Richiesta scritta A
Ricopia senza cambiare nulla il tratto dei record che va dal loro inizio fino alla riga con "332;205;489;333", compresa anche quest'ultima.

----

La sera prima della partita con il Messina, Bergamini – normalmente sempre il più puntuale della squadra – non arrivò in hotel in tempo per la cena. Alle sette e mezza, quando tutti si erano già seduti a tavola, arrivò una chiamata per Gigi Simoni. All’inizio l’addetto alla reception non interruppe la cena, come stabilito, ma il telefono squillò di nuovo. Dall’altro lato della cornetta c’era una ragazza chiamata Isabella. Disse che era la fidanzata di Bergamini e che Denis si era appena suicidato gettandosi sotto un camion. L’allenatore pensò si trattasse di uno scherzo di pessimo gusto, così la ragazza passò il telefono a un uomo «con una voce sommessa» che confermò la storia.

La versione del suicidio non reggeva. La famiglia di Denis era convinta che si trattasse di omicidio. «Me lo sentivo», disse suo padre, «lo hanno ammazzato». Neanche il resto della squadra credeva a questa ricostruzione. Il compagno di stanza, e migliore amico, di Denis disse le stesse parole al padre. «Lo hanno ammazzato», disse Michele Padovano. «Non c’è altra spiegazione logica».

Isabella Internò – la giovane con cui Bergamini aveva intrattenuto una passionale relazione tira e molla – affermò che Denis era stanco di giocare a calcio e voleva fuggire in Amazzonia o alle Hawaii. Ecco perché stavano andando al porto di Taranto. Ma Bergamini non aveva il passaporto e i suoi presunti istinti suicidi non corrispondevano alla determinazione che aveva mostrato quella mattina durante l’allenamento. Durante la sua ultima intervista aveva addirittura dichiarato: «Amo la vita».

----

Richiesta scritta B
Prosegui il brano sulla morte di Bergamini, ripartendo subito dopo l'ultima frase riportata.

[Voci di dati raccolte]
----

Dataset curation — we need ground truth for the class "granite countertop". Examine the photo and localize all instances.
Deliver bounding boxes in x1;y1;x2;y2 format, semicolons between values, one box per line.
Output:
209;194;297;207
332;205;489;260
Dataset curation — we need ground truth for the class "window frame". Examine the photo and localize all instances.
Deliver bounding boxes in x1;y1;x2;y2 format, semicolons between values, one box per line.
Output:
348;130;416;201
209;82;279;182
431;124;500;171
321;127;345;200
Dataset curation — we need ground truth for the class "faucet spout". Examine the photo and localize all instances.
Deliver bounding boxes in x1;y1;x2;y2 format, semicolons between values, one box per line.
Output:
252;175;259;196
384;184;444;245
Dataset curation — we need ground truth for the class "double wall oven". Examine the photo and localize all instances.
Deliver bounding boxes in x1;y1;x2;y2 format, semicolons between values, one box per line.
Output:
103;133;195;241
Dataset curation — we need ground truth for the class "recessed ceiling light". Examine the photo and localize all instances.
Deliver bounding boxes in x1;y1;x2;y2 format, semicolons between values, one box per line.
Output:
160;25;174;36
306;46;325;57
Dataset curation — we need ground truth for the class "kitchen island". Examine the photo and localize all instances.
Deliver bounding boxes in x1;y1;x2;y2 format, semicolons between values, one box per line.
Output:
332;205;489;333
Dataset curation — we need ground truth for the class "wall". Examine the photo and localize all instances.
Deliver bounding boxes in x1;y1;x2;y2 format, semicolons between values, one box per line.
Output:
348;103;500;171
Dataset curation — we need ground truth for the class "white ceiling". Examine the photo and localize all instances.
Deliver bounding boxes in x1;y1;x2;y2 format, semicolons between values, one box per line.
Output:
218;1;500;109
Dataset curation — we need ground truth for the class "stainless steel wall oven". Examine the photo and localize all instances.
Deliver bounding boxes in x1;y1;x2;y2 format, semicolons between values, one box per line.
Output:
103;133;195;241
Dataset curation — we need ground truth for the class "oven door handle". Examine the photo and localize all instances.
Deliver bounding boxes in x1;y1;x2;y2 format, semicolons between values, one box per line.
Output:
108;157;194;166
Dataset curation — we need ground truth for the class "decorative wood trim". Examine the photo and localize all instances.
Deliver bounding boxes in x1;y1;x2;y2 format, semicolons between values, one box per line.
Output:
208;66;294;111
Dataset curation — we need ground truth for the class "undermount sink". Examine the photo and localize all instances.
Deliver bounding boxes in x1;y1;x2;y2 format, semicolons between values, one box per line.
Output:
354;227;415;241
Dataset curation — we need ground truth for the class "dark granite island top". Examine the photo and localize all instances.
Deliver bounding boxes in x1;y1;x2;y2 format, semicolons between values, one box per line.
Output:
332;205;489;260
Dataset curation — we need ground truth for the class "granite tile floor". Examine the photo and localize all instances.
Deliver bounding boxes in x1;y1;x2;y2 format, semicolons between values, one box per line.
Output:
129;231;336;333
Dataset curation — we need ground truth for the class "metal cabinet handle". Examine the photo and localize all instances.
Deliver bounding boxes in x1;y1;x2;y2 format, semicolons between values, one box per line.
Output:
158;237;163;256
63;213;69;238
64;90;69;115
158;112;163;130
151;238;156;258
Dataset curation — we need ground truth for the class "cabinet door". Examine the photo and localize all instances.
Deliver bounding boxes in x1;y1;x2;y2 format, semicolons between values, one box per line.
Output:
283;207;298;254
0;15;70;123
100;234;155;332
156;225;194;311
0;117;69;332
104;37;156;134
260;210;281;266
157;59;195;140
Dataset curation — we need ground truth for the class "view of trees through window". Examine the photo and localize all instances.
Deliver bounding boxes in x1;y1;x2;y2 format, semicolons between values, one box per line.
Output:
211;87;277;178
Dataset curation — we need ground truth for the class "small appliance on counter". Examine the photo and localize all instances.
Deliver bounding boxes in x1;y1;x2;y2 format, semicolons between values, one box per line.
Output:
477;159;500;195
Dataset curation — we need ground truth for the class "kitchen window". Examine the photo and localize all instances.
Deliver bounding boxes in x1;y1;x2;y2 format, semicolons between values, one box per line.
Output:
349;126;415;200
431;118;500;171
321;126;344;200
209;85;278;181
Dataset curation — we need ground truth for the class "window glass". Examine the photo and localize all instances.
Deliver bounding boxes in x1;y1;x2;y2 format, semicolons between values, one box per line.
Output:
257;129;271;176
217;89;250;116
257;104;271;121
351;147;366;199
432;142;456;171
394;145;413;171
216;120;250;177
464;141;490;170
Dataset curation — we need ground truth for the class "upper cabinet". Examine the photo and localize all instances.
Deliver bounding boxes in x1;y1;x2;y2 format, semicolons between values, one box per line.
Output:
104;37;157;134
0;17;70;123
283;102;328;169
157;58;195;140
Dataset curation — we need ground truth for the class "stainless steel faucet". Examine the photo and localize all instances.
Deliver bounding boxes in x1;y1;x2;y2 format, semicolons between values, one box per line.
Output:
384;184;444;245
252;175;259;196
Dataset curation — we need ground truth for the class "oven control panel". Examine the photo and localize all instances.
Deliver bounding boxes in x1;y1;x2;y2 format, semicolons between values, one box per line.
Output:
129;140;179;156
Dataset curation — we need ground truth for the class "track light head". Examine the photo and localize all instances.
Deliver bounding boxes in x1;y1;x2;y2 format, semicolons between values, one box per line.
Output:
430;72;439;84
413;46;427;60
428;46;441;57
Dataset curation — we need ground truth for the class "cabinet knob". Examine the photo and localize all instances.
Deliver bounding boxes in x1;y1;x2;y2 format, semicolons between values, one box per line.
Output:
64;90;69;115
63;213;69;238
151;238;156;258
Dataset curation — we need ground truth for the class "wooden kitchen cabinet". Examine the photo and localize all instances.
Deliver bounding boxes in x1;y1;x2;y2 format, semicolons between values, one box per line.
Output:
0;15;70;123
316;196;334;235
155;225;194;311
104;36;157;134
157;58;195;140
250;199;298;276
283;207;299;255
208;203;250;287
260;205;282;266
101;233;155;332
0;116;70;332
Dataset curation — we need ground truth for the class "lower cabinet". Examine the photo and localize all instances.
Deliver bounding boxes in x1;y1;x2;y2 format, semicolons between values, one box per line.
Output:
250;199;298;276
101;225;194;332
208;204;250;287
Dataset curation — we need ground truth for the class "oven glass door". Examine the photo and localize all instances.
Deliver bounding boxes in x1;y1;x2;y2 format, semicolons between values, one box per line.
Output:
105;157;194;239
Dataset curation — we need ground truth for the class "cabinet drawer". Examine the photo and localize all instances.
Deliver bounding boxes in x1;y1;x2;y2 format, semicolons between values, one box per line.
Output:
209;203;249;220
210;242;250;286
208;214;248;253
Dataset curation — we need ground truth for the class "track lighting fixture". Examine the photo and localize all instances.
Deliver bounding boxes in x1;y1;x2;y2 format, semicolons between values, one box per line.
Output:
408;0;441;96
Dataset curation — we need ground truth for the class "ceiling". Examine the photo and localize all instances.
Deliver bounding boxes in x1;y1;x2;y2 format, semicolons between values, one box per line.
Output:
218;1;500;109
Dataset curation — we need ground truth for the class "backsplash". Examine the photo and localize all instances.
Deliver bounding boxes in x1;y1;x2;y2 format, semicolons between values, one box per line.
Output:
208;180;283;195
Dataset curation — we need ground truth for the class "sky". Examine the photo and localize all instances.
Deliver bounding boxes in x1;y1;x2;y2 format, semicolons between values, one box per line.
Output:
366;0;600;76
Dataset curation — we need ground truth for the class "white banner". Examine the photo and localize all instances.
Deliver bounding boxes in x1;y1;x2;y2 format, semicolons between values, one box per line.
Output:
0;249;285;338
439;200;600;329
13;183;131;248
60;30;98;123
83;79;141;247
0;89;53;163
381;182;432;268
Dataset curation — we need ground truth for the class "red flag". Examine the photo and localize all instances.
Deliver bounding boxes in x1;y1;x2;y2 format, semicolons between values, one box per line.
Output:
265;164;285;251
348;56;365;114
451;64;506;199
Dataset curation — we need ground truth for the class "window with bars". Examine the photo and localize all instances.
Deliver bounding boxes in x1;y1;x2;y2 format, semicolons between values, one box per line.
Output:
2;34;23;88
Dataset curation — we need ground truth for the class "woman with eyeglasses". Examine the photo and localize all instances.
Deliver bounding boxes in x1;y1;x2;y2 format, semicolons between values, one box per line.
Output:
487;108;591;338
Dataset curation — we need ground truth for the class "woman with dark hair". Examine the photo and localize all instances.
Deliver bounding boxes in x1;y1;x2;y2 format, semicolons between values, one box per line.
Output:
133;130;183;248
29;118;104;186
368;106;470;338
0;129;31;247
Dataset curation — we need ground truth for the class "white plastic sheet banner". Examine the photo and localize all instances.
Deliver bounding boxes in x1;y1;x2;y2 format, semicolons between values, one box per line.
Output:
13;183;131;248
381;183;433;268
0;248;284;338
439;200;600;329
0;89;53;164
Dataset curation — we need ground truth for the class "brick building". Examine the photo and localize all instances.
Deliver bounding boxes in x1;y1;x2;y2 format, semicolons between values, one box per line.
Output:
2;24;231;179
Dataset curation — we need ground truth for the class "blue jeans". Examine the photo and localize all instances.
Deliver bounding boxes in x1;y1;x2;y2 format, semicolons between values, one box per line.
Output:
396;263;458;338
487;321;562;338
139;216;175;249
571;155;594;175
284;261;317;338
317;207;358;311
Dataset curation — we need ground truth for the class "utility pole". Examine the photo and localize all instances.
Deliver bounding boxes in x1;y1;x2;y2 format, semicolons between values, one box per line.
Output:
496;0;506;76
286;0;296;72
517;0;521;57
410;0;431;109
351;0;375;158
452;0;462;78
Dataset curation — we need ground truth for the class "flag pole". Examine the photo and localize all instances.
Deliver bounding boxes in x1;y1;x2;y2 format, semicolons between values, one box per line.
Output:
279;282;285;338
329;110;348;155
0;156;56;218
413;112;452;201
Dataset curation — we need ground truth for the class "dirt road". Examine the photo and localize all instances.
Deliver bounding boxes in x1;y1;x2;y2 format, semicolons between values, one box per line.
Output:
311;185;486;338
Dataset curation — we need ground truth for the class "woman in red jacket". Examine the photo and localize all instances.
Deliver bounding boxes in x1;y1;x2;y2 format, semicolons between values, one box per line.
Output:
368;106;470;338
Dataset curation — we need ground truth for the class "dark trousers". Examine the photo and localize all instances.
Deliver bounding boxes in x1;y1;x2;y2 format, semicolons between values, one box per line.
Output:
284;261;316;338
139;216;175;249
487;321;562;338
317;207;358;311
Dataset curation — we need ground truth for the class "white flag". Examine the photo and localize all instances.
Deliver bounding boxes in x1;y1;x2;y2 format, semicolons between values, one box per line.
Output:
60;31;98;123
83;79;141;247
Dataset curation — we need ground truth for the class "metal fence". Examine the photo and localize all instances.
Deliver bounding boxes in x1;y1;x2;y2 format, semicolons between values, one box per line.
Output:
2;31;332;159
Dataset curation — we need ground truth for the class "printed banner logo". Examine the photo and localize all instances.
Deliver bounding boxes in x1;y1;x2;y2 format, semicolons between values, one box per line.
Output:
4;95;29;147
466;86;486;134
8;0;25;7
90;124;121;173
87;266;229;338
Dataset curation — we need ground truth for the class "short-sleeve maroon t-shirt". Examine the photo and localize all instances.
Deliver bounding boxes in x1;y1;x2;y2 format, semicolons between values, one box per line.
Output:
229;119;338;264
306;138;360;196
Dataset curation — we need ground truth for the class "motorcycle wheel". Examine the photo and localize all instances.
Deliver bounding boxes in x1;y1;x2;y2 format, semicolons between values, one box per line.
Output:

----

Risposta scritta A
Dataset curation — we need ground truth for the class "granite countertop". Examine the photo and localize all instances.
Deliver bounding boxes in x1;y1;x2;y2 format, semicolons between values, one box per line.
Output:
209;194;297;207
332;205;489;260
Dataset curation — we need ground truth for the class "window frame". Examine the photo and localize all instances.
Deliver bounding boxes in x1;y1;x2;y2 format, semicolons between values, one box per line.
Output:
348;130;416;201
209;82;279;182
431;124;500;171
321;127;345;200
Dataset curation — we need ground truth for the class "faucet spout". Examine the photo and localize all instances.
Deliver bounding boxes in x1;y1;x2;y2 format, semicolons between values, one box per line.
Output:
252;175;259;196
384;184;444;245
Dataset curation — we need ground truth for the class "double wall oven". Examine the photo and localize all instances.
Deliver bounding boxes in x1;y1;x2;y2 format, semicolons between values, one box per line.
Output:
103;133;195;241
Dataset curation — we need ground truth for the class "recessed ceiling light". Examine the photo and localize all instances.
Deliver bounding boxes in x1;y1;x2;y2 format, semicolons between values, one box per line.
Output:
160;25;174;36
306;46;325;57
Dataset curation — we need ground truth for the class "kitchen island". Examine the photo and localize all instances.
Deliver bounding boxes in x1;y1;x2;y2 format, semicolons between values, one box per line.
Output:
332;205;489;333

Risposta scritta B
Internò aveva asserito che lei e Bergamini avevano avuto una lunga conversazione sull’altopiano fangoso a lato della strada principale, e che si era lanciato davanti a un camion in corsa come se «si stesse tuffando in piscina». Il suo corpo fu apparentemente trascinato per diversi metri prima che il camion frenasse.

Padre Fedele, in qualità di cappellano non ufficiale della squadra, andò all’obitorio. Portò con sé Canaletta, che ricorda bene la sensazione di shock alla vista dell’eroico centrocampista del Cosenza steso sullo zinco. Non fu tanto il corpo del defunto a suscitare sconcerto, quanto lo stato in cui versava la salma. «Avevano detto che era stato trascinato per settanta metri sull’asfalto da un furgone», ricorda Canaletta, «eppure aveva il viso pulito, senza un graffio». Non c’erano segni né abrasioni sul corpo di Bergamini. Il suo orologio era rimasto intatto, così come la sua catenina. Neanche le sue scarpe mostravano segni dell’impatto o tracce di fango. «Non abbiamo mai avuto il dubbio che si trattasse di omicidio», dice Canaletta. Neanche la famiglia di Bergamini. «Nessuno», mi dice sua sorella, Donata Bergamini, «ha mai creduto a quella versione dei fatti».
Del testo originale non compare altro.